## [TASK]
Can you give all the items below as a two-column CSV headed instruction and response, one row per item, with each field in double quotes and any line breaks replaced by spaces?

## [RECORDS SHOWN]
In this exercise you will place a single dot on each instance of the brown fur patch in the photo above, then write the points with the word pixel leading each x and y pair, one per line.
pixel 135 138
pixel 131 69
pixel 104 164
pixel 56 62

## [OUTPUT FOR THIS EXERCISE]
instruction,response
"In this exercise you will place a single dot on each instance of the brown fur patch in the photo above, then write the points with the word pixel leading each x and y pair, one per line.","pixel 135 138 pixel 131 69 pixel 104 164 pixel 56 62"